## MATERIAL FOR THIS TASK

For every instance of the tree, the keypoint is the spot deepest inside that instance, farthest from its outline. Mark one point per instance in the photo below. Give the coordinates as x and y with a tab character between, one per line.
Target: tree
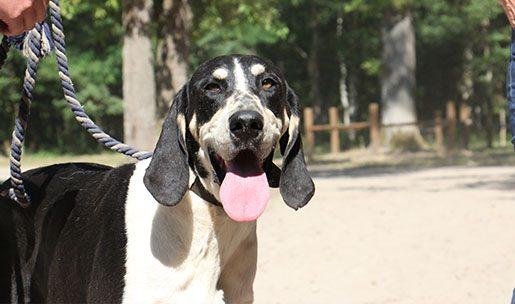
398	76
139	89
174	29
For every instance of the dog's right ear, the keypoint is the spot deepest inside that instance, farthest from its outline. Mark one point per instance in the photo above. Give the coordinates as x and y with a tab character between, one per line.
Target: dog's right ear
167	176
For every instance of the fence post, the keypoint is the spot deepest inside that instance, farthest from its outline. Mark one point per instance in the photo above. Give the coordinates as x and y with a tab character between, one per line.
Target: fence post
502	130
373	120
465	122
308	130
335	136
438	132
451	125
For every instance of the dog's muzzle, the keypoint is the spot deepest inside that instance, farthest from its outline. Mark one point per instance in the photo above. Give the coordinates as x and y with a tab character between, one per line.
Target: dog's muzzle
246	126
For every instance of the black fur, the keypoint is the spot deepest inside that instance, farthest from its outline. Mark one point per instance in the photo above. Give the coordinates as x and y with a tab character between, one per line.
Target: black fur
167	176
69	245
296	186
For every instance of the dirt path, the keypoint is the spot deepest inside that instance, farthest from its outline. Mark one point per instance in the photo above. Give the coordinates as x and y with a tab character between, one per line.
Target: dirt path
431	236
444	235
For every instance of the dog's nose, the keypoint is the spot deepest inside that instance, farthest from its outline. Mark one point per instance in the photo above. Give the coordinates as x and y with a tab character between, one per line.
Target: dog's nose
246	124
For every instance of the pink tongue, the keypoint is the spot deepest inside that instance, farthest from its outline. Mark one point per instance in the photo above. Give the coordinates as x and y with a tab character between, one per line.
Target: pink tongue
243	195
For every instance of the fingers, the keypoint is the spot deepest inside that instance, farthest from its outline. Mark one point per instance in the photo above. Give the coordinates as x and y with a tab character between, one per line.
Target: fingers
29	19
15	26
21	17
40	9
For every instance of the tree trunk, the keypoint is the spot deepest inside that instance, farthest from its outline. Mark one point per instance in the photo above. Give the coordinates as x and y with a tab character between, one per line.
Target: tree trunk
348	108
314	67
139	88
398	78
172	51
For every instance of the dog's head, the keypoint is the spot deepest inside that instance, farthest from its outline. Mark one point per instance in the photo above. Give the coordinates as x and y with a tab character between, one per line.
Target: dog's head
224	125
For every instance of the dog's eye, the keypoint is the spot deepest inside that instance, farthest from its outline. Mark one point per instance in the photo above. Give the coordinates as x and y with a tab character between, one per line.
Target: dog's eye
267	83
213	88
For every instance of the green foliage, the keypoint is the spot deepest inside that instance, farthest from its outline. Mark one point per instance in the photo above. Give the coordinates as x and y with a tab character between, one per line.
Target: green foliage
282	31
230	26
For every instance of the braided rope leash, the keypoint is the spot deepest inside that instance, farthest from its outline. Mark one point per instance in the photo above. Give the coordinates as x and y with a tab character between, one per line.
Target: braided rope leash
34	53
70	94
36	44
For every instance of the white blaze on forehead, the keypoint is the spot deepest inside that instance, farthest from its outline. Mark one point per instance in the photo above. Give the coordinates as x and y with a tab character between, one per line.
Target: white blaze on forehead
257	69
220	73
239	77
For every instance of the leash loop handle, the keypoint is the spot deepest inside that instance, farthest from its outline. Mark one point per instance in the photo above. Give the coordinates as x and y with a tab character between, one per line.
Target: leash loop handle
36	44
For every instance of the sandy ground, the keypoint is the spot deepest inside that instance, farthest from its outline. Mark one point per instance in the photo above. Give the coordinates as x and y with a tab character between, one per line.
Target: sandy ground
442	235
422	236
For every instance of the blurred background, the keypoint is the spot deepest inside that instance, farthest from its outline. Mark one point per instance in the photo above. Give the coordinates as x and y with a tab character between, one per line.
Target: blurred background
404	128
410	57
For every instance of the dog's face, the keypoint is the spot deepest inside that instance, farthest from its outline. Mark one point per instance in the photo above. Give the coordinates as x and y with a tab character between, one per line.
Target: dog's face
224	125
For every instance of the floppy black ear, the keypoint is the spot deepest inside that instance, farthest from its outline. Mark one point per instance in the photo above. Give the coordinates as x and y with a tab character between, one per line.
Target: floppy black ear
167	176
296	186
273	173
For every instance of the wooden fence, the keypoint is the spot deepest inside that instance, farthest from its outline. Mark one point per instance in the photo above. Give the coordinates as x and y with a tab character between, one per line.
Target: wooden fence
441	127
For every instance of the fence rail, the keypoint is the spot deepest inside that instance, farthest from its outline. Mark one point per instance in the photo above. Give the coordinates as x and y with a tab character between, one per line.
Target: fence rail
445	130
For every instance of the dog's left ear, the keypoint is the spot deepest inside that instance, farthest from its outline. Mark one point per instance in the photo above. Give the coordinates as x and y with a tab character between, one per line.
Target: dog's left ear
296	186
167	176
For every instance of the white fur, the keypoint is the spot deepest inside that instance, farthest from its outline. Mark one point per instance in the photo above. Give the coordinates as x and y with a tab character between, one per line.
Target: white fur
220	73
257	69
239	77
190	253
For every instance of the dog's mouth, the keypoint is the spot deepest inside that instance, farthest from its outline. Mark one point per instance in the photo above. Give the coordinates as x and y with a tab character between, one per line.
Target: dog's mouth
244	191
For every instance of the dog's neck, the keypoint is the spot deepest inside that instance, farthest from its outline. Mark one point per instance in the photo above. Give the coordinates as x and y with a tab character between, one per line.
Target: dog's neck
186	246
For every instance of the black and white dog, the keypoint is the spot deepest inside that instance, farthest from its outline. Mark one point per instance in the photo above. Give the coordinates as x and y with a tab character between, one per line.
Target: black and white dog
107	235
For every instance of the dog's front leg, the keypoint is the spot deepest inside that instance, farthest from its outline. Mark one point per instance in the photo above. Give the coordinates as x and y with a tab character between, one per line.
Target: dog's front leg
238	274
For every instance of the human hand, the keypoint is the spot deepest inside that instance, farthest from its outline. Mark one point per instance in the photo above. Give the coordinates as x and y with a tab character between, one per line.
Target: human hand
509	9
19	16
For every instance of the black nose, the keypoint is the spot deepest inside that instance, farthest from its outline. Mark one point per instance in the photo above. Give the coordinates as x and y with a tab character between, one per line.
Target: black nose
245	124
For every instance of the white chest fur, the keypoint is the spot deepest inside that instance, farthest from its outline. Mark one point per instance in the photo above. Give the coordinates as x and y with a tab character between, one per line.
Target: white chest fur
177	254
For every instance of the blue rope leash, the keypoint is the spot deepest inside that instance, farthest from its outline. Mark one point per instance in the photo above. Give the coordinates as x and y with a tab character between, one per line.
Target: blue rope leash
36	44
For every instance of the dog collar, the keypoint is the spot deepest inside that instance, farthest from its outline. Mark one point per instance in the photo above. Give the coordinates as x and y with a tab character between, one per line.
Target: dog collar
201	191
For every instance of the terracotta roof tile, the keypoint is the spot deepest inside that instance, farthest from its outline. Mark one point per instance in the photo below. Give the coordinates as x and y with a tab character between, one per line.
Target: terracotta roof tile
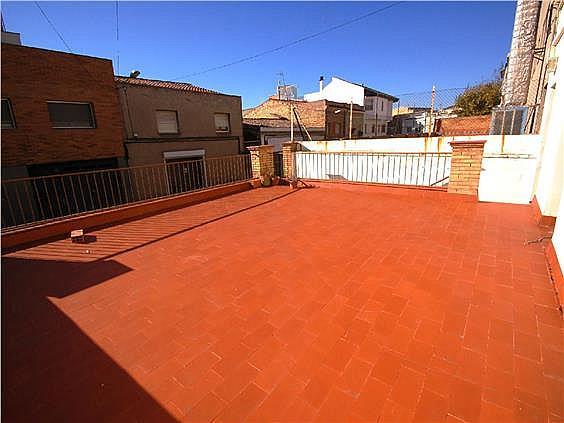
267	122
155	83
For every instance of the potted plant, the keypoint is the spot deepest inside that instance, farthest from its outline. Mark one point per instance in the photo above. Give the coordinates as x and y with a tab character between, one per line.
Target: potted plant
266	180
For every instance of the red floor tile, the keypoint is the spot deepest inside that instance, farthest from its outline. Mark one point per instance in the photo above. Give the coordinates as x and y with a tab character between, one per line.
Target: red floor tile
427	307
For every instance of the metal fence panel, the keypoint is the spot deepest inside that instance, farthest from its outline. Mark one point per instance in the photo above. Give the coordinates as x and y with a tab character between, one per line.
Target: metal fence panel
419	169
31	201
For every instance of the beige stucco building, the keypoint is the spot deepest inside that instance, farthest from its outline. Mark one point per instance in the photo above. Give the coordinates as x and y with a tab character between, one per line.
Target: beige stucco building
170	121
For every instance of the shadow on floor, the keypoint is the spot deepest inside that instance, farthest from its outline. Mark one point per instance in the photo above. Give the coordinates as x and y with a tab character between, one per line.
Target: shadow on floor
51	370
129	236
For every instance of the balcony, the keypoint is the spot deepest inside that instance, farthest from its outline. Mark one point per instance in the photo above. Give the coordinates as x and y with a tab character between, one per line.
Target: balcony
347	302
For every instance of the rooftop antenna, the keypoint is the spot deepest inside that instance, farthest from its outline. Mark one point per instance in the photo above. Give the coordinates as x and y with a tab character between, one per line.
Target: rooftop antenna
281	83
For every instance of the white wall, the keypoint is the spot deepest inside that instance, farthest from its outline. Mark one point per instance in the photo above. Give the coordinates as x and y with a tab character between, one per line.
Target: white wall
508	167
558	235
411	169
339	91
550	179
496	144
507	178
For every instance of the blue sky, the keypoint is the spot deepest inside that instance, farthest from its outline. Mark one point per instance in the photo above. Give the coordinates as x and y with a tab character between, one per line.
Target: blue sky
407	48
* * *
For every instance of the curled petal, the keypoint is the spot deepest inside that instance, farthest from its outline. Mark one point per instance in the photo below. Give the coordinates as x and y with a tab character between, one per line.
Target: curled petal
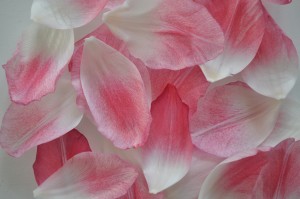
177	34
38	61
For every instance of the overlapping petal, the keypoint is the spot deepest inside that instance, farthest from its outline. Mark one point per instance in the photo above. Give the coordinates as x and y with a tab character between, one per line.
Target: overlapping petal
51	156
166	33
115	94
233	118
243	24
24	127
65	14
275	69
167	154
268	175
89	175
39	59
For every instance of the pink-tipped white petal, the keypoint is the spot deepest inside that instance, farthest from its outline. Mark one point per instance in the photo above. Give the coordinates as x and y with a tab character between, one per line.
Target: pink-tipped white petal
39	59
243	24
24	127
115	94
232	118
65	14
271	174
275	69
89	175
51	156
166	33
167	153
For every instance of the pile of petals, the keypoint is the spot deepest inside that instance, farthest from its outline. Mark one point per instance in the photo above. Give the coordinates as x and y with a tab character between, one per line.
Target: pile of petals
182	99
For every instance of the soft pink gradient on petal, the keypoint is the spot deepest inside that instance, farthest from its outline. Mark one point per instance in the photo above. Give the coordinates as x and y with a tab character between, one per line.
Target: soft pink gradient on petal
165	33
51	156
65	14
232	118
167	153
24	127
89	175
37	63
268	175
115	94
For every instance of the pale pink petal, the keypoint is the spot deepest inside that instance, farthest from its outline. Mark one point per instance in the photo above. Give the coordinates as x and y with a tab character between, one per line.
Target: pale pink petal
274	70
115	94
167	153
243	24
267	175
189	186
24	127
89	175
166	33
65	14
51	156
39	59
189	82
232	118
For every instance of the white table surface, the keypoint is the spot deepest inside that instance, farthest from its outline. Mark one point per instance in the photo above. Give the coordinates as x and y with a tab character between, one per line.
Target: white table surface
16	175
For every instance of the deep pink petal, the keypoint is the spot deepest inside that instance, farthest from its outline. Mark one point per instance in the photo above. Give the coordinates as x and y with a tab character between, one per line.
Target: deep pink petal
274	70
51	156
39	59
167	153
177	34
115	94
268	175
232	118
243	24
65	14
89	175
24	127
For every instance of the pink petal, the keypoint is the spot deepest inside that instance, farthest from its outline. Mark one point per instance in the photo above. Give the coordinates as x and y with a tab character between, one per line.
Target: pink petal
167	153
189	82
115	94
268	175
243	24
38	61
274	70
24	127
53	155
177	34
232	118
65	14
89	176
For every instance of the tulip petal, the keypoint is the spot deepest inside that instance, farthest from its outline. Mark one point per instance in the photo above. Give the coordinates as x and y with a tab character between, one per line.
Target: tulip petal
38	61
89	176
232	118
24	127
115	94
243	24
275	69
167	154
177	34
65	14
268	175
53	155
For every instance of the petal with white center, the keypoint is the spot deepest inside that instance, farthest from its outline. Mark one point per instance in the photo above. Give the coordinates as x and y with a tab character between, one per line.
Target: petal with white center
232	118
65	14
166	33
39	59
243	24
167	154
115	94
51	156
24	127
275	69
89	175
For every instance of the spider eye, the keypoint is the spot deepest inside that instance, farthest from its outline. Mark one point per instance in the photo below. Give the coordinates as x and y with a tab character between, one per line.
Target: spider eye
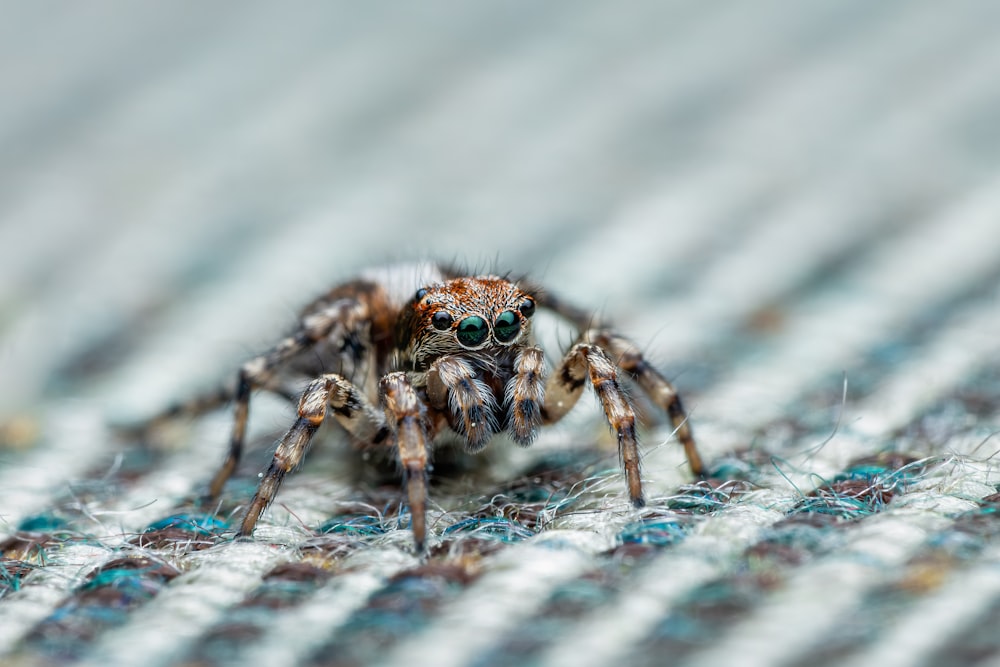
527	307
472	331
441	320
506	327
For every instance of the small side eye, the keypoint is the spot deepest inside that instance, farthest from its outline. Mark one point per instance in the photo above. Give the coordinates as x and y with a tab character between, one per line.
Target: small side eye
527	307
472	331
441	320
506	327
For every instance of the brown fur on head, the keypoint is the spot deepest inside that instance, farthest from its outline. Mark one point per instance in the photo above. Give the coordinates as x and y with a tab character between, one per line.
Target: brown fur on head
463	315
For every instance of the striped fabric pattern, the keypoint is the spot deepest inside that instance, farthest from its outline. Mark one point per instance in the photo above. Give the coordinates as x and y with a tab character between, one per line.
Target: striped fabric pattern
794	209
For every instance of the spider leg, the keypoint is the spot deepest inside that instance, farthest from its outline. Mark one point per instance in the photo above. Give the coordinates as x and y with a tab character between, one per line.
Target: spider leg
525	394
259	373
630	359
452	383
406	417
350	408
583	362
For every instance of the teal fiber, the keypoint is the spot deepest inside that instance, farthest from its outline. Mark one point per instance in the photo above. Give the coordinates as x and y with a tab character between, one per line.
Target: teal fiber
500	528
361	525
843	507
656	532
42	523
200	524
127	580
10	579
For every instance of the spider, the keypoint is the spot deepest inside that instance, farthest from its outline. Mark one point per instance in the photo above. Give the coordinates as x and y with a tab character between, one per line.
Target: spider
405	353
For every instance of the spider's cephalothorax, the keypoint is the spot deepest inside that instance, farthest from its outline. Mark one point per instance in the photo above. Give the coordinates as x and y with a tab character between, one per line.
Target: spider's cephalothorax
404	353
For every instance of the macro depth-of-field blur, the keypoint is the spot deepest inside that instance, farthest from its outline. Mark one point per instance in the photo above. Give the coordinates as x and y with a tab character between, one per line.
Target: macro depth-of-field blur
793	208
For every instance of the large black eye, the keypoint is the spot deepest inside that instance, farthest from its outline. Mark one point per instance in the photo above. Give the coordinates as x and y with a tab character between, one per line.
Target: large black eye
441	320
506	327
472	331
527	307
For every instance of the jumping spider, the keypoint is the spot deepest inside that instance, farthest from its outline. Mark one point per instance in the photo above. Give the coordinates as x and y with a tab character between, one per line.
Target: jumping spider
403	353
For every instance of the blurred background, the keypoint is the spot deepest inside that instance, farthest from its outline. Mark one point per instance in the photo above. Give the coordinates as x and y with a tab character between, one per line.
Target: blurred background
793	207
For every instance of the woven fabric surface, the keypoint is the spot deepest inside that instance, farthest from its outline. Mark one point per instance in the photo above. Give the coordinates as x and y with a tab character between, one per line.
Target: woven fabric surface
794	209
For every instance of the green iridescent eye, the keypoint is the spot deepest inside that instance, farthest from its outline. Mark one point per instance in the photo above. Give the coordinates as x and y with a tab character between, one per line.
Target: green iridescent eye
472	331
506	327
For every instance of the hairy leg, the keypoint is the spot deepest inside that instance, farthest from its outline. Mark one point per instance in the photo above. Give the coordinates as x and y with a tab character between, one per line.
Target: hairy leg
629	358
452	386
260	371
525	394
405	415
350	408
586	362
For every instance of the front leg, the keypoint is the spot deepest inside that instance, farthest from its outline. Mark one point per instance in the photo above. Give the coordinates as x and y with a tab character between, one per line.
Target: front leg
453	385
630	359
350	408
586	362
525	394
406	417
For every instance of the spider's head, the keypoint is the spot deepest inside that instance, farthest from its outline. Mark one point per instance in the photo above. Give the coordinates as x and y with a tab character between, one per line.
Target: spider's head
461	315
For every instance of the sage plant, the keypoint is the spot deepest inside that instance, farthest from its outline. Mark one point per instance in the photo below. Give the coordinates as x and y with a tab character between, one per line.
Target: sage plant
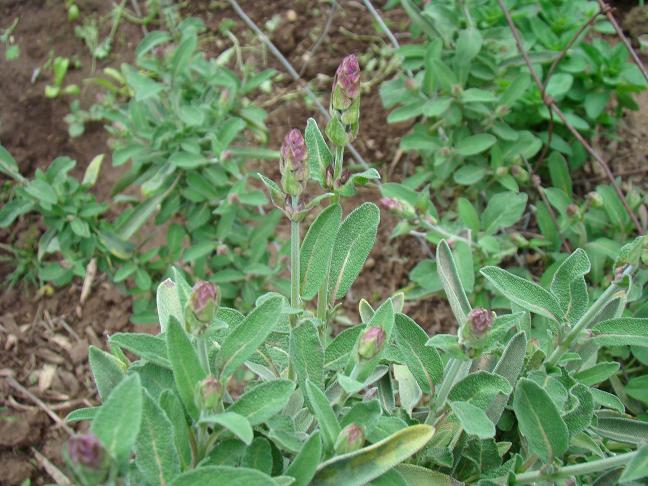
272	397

## REQUIREMENTS
Pick out each line above that contains the string "braided", matching uppercase and lowercase letters exactly.

## EXERCISE OUTPUT
For every instance of the braided rope leash, the keypoint is the spot deepest inside that instance, farthest from its outline. Mark one point per instance in the photo above. Give the coordinates as x and y with a tab character between, one per line.
Target: braided rope leash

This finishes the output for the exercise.